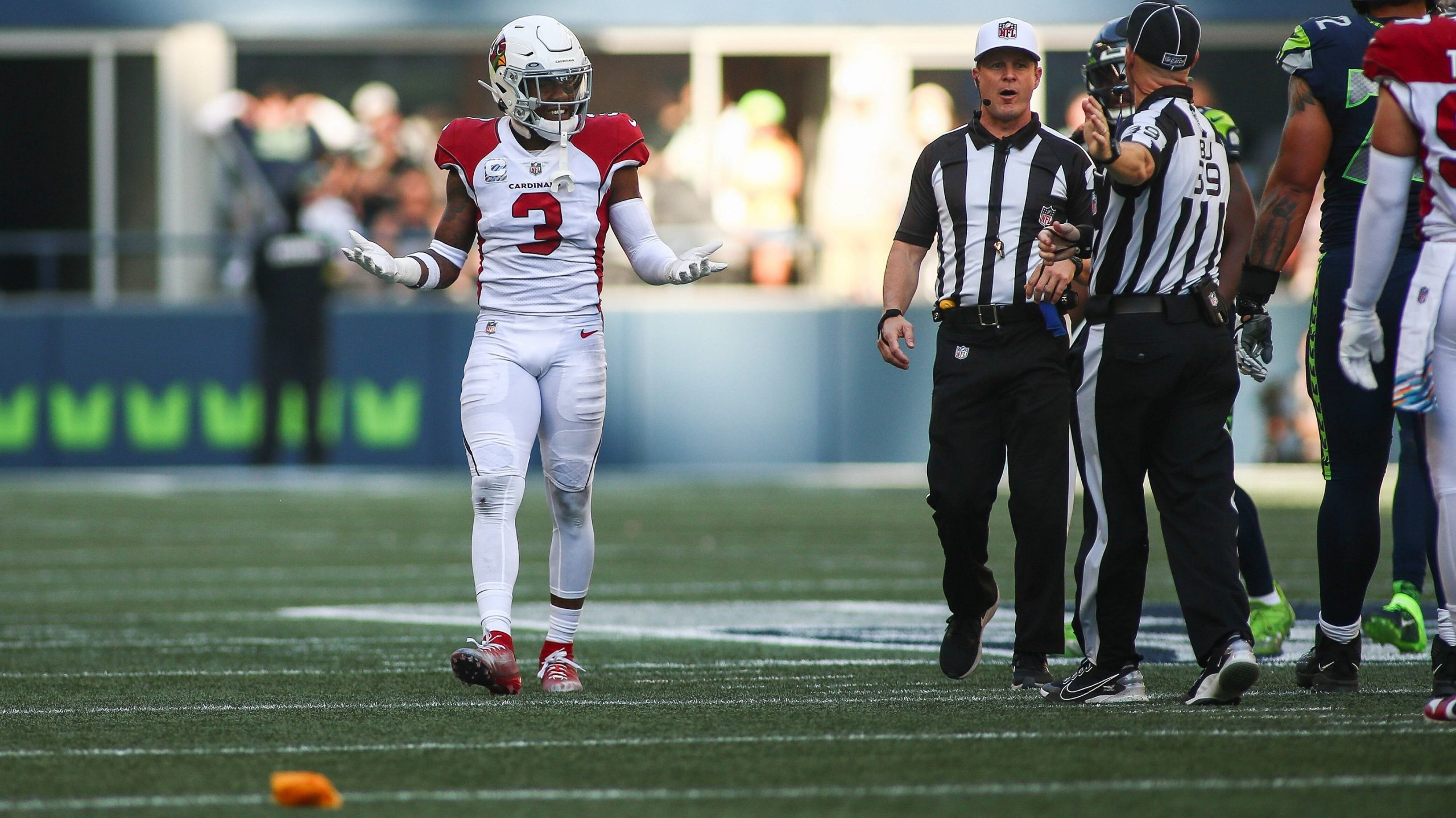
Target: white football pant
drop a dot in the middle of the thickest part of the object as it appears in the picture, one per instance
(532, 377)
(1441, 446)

::::::::

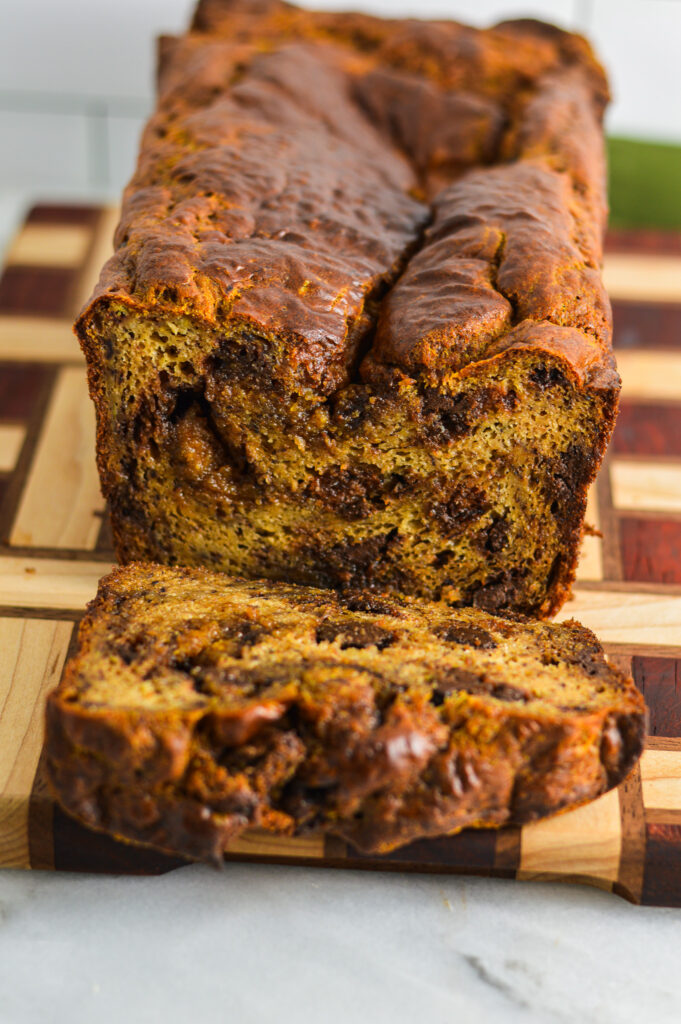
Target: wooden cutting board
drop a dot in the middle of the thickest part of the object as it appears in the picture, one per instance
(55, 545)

::::::::

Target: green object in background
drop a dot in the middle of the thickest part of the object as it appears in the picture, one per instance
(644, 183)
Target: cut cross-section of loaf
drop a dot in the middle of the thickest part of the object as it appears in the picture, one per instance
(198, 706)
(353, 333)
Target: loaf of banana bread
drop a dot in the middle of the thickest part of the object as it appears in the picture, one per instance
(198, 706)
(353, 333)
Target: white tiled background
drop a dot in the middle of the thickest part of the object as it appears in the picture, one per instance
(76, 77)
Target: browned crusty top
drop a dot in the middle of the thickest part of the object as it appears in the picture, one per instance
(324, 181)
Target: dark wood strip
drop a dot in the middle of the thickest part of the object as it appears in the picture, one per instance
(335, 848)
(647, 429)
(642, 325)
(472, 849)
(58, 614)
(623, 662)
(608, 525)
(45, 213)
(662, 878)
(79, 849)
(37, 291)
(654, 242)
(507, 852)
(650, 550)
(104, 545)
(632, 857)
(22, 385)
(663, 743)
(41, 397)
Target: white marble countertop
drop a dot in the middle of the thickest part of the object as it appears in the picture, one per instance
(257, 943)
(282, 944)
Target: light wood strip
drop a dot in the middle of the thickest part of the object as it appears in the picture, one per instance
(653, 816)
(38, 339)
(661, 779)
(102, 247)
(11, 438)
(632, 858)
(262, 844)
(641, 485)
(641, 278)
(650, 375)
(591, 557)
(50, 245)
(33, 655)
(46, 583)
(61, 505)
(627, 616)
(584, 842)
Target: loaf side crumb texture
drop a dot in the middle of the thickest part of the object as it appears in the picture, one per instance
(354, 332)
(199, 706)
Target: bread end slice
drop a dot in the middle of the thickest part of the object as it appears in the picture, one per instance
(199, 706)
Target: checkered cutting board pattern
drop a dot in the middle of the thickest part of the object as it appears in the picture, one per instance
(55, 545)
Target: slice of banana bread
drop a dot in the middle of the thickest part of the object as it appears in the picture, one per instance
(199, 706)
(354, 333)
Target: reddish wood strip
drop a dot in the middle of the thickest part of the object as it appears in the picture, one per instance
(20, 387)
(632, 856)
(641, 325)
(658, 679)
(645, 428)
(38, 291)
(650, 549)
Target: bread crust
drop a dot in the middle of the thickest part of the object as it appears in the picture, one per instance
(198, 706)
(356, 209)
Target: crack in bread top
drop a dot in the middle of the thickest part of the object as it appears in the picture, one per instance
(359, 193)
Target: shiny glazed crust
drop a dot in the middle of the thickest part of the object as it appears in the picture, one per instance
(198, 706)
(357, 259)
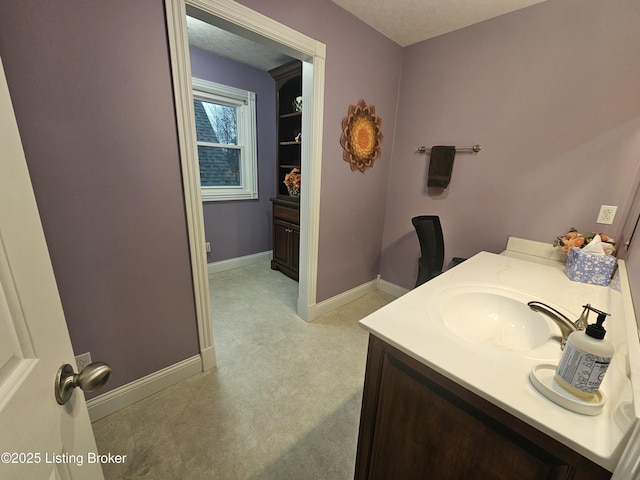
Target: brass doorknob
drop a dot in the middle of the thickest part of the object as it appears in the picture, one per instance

::::::::

*Task description*
Nothing but lines that contain "slice" should appear in the answer. Copy each from the records.

*Expected answer*
Target: bread end slice
Target: slice of banana bread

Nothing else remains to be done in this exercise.